§ **Work instructions**: Exactly reproduce the line that contains "contains coat lapel." and all lines after it in the entries below, through the very last line.
##### Data to use
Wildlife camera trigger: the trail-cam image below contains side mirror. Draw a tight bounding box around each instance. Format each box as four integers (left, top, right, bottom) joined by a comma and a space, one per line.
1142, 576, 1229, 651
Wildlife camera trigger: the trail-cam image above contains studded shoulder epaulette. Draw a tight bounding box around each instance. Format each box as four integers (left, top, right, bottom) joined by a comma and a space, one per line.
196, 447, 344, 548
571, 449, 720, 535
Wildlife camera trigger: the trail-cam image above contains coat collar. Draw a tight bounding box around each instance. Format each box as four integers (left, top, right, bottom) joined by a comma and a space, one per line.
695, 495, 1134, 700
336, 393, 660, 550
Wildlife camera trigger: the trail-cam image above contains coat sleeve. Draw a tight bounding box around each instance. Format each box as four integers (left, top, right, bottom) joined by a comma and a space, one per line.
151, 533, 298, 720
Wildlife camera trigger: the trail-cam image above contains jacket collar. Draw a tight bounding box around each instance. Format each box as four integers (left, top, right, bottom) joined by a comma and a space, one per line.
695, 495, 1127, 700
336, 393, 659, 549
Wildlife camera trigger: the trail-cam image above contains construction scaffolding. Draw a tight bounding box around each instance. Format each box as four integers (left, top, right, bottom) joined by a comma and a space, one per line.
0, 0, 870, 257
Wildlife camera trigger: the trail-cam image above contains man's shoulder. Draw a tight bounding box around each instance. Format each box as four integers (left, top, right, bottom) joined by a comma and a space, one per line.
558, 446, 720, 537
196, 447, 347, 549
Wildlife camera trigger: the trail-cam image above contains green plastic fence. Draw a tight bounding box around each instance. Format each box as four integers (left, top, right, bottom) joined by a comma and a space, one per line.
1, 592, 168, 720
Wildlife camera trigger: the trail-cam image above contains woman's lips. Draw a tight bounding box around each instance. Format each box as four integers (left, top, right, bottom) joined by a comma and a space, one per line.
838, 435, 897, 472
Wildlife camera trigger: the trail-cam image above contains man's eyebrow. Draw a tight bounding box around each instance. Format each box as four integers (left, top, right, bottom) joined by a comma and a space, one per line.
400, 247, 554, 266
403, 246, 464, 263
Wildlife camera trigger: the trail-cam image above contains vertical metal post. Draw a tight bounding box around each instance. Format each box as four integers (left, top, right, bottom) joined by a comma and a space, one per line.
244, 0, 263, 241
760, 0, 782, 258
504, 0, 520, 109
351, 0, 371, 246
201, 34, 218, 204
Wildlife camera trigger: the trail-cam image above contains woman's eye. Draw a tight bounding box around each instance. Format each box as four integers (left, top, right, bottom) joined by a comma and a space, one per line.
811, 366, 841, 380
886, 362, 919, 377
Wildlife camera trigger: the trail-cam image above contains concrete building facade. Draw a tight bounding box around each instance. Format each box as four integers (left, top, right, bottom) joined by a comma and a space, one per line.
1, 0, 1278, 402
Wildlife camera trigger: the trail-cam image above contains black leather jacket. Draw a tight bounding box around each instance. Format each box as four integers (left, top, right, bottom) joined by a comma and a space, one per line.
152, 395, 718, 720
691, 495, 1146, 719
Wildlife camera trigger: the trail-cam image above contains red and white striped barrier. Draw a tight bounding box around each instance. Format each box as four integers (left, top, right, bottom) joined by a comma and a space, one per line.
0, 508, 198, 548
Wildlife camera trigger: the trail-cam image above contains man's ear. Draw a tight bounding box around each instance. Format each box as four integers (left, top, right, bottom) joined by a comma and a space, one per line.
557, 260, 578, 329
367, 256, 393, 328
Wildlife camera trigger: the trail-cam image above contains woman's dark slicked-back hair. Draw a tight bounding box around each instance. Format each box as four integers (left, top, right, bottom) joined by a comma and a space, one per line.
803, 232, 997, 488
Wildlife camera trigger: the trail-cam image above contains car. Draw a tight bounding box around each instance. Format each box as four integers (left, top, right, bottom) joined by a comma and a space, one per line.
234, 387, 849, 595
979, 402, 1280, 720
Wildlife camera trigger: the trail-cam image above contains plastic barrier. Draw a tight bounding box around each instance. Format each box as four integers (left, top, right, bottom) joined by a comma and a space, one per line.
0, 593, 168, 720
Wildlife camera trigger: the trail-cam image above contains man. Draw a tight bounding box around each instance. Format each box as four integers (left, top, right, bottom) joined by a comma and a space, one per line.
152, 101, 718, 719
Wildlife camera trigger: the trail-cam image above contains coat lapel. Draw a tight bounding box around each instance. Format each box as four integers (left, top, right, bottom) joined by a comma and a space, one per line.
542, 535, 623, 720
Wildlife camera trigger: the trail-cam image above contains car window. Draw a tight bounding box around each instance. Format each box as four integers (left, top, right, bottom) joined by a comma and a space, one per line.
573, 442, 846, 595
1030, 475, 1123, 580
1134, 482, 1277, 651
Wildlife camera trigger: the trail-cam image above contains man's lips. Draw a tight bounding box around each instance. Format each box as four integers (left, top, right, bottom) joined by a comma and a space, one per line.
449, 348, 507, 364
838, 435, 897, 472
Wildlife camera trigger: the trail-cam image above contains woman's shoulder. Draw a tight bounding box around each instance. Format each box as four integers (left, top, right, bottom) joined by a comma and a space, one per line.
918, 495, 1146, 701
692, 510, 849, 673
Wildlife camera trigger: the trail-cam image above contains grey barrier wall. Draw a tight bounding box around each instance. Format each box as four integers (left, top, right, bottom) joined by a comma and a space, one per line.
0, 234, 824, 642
##########
§ **Completed exercise**:
Wildlife camera trigger: the trail-cam image above contains coat lapel. Draw a tight bounding box around each instance. Format each box as four integers (left, top, right, bottom) joined by a comma and a space, one per line.
542, 535, 623, 720
Wildlife camera trigger: the trail-cam image above contains car window. Draw a tight bounding box around each instance. Format each box as four integers (left, top, right, bottom) joined by a comma and a space, one per line.
573, 442, 846, 595
1030, 475, 1123, 580
1134, 482, 1277, 651
Wildlife camera trigger: the trail-cam image above contains man's lips. Draw a tight bounding box around each instance. Format each box as four integers (left, top, right, bottom) joined by a comma and a space, one per line.
449, 348, 507, 364
838, 435, 897, 472
Wildlife camera trigger: the trail-cam image above contains woman's shoulder. Draw a tight bounding box around each instance. Format each box as four integers (left, top, right, bottom) joined by a comma and a space, one per line.
918, 495, 1146, 701
692, 510, 849, 673
Wildlife camera trigger: the trail-cam image above contains grey barrier wall. Draw a tight bounding box around each instance. Format each box as four integers (left, top, right, bottom) joined by a comma and a space, one per line.
0, 234, 824, 642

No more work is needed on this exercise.